▸ DIRECTION
Output the lines from the one with "Annotation task — tag each instance of the white ceiling" to the one with "pixel 91 194", both included, exactly as they appear.

[Dataset excerpt]
=====

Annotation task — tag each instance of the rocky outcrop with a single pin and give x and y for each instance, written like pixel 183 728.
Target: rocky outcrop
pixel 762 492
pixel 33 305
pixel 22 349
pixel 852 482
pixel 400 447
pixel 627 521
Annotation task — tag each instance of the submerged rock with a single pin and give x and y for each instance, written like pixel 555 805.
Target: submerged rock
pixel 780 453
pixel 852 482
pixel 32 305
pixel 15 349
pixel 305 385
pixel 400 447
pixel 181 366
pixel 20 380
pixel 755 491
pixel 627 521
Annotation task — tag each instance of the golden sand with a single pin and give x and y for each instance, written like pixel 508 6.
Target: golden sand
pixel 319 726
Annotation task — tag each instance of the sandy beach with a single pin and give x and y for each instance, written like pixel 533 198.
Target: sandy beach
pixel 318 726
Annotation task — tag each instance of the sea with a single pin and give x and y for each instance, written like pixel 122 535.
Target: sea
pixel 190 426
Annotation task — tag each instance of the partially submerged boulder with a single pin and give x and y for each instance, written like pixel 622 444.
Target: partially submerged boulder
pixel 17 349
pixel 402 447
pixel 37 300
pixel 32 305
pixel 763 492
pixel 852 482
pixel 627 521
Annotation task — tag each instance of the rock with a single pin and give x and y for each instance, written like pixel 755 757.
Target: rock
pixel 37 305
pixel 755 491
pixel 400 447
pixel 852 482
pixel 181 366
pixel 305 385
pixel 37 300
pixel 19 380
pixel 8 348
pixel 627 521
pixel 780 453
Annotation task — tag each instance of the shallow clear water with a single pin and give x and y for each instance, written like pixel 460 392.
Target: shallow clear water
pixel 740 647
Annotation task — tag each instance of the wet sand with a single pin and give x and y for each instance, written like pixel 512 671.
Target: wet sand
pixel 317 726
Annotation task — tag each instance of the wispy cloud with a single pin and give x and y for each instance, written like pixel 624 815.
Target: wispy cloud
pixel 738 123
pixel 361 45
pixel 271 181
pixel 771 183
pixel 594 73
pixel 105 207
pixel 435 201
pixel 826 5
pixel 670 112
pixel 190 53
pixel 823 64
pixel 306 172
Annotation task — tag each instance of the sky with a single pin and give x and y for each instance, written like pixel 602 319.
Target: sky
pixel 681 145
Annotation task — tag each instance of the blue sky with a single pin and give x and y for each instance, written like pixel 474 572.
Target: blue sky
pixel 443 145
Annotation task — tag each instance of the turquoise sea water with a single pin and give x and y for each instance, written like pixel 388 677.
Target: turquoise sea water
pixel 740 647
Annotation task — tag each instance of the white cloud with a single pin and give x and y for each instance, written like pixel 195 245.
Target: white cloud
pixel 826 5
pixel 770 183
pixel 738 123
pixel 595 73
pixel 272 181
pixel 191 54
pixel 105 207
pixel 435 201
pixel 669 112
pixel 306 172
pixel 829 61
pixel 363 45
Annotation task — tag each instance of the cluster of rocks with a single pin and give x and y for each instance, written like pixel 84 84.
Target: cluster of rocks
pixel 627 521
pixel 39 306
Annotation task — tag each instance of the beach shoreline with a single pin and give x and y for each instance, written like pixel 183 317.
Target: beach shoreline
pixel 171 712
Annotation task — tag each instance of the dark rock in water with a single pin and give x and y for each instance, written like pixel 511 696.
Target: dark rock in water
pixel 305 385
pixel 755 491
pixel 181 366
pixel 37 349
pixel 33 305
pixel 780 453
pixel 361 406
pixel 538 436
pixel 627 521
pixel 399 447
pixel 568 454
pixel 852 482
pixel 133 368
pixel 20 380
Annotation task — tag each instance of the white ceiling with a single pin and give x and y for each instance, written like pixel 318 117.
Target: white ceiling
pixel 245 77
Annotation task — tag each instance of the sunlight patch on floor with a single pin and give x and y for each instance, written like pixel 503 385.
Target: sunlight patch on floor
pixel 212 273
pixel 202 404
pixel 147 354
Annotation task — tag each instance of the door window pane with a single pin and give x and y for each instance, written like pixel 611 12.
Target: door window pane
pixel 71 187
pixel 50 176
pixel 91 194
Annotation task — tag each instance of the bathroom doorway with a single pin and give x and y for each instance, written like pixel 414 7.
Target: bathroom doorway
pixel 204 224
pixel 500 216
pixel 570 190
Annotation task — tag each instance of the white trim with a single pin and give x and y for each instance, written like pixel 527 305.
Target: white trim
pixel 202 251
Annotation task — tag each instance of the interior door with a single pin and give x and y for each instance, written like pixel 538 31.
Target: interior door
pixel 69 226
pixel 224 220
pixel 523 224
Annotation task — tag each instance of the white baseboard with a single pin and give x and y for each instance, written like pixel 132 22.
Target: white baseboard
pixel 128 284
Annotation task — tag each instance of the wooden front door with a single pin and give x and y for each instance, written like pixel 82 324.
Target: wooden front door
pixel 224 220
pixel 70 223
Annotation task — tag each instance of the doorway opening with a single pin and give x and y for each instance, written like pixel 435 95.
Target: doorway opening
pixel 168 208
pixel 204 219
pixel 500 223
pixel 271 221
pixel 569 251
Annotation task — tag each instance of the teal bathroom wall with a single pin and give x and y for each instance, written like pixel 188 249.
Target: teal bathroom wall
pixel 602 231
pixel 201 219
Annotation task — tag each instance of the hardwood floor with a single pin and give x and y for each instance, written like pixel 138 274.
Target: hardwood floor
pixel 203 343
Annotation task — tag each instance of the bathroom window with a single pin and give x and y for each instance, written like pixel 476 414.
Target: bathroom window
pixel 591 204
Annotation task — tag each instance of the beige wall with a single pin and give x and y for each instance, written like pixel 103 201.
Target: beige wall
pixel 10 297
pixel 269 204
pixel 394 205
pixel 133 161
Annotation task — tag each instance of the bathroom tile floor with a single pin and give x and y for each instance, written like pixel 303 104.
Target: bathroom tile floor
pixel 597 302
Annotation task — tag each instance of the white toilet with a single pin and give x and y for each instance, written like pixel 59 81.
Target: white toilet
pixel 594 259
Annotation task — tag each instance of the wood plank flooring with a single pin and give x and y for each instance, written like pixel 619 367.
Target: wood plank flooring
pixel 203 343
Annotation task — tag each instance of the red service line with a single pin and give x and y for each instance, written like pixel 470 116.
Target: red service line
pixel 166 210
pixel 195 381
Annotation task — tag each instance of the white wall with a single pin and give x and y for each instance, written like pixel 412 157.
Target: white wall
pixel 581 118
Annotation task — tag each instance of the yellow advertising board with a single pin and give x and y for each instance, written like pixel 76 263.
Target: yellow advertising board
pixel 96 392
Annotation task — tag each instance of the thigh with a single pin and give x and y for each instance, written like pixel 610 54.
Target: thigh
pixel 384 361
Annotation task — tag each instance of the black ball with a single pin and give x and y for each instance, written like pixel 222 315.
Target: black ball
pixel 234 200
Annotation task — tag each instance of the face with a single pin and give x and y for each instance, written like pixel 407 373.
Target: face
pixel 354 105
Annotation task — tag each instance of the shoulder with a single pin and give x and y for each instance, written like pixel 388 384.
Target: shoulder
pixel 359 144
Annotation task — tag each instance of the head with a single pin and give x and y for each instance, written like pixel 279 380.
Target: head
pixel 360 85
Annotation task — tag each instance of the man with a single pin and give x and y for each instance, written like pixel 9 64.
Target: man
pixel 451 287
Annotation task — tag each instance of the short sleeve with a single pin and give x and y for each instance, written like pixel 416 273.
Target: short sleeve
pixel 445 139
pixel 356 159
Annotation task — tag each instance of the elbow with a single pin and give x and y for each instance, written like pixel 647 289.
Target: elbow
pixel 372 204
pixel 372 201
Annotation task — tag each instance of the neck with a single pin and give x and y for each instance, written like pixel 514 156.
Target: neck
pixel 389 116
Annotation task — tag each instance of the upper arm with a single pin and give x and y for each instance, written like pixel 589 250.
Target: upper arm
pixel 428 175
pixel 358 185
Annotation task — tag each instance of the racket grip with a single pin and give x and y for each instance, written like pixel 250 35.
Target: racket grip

=====

▸ SOLUTION FOR THIS TASK
Annotation task — tag each instance of the white ceiling with a single pin and give x and y for each instance, written like pixel 318 117.
Target: white ceiling
pixel 245 77
Annotation task — tag each instance of the sunlight patch on floor with a single pin and give x and y for each instance, written like pixel 503 385.
Target: sunlight patch on floor
pixel 212 273
pixel 202 404
pixel 147 354
Annotation task — tag each instance of the door window pane with a single pin and give x and y for each instance, written like pixel 611 12.
Target: door window pane
pixel 71 187
pixel 50 176
pixel 91 194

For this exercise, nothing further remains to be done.